-- START Extract to read --
When Oluyemi Orija was eight years old in Ekiti State where she grew up, the shocking murder of a farmer rocked her small community in ways she could never have imagined.
In response to the crime, police officers indiscriminately arrested about 30 farmers who owned land close to the crime scene, dragging them into the Nigerian criminal justice system without due process.
Those men remained stuck in that system for two years before they regained their freedom, largely thanks to the help of Orija's father who fought to ensure the accused got justice.
Even though she wasn't directly affected by the incident, her friend whose father was one of the arrested farmers had to drop out of school as a consequence of his unfair detention.
This was the building block of young Orija's determination to become a lawyer and help the oppressed.
In 2015, now an adult and two years into her law practice, Orija was in a courtroom in Lagos when she noticed a young man was about to be detained in prison for breaking crates of eggs during a fight. She had been in the courtroom for a different case, but quickly jumped to his defence and convinced people in the courtroom to contribute ₦5,000 for the broken eggs and prevent the defendant from going to prison to await trial, possibly for years.
"When I stepped out of the courtroom that day, it was like I was empowered," she told Pulse Nigeria. "I thought to myself, this is something I have to really do on a bigger scale," she added.
-- END Extract to read --
▶ [Written instruction 1] Please restate the passage on Oluyemi Orija's path to law from "When Oluyemi Orija" to "accused got justice.", changing "farmers" to "growers".
▶ [Written instruction 2] Carry on the account of Oluyemi Orija's path to law from its last sentence.
-- START Data segment --
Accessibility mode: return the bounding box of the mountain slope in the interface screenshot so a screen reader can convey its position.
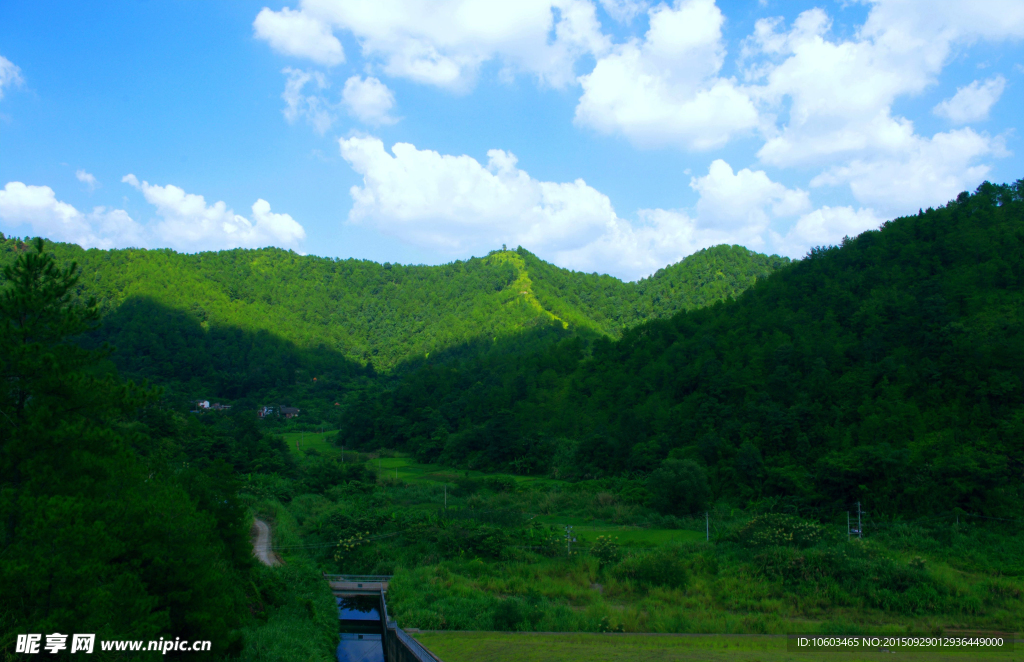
[356,181,1024,516]
[0,240,787,383]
-- END Data segment --
▶ [Task answer 1]
When Oluyemi Orija was eight years old in Ekiti State where she grew up, the shocking murder of a farmer rocked her small community in ways she could never have imagined.
In response to the crime, police officers indiscriminately arrested about 30 growers who owned land close to the crime scene, dragging them into the Nigerian criminal justice system without due process.
Those men remained stuck in that system for two years before they regained their freedom, largely thanks to the help of Orija's father who fought to ensure the accused got justice.

▶ [Task answer 2]
Even though it would take another four years to properly set up, that was the day the idea of Headfort Foundation formed in Orija's mind. The non-profit organisation provides free legal services for poor people stuck in prison with no legal representation.
Nigeria's justice system problem
As of May 20, 2024, a total of 81,356 inmates were locked up in prisons across the country, according to public data by the Nigerian Correctional Service (NCS). But only 25,891, about 32% of them, have been convicted of a crime. The remaining 55,465 inmates, 68% of Nigeria's prison population, were being held while their cases dragged in courts.
The figure has worried officials for decades, especially since these prisons are also congested in ways that are harmful to inmates. "Within the NCS, we're advocating the issues with our stakeholders at the ministry of justice and judiciary, especially to give inmates bail and let them go pending trial," the spokesperson of the Lagos Command of the NCS, Rotimi Oladokun, told Pulse.
The reasons there's an unusually large number of awaiting-trial inmates in prison are numerous and not far-fetched. Most crucially, the pace of the Nigerian court system is so slow that cases aren't treated efficiently, according to Ikemesit Effiong, partner and head of research at SBM Intelligence.
The analyst believes Nigeria's methods of criminal justice delivery are not fit for the modern world, and that has a human cost.
"The system is overburdened, understaffed, under-resourced, and some of our justice delivery practices don't incentivise speedy resolution of cases," he noted.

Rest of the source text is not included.